▶ **Set task**:
Edit the lines below by replacing "apartment building" with "office tower", keeping everything else the same.

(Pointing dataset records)
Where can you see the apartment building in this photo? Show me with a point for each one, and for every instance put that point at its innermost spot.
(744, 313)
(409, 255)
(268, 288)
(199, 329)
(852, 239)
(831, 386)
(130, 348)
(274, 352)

▶ **Answer to this exercise**:
Where can you see the office tower in this photo? Show me with a point for each one, and for every instance put that point at its innermost spot.
(744, 313)
(409, 255)
(268, 288)
(199, 329)
(852, 239)
(831, 386)
(130, 348)
(274, 352)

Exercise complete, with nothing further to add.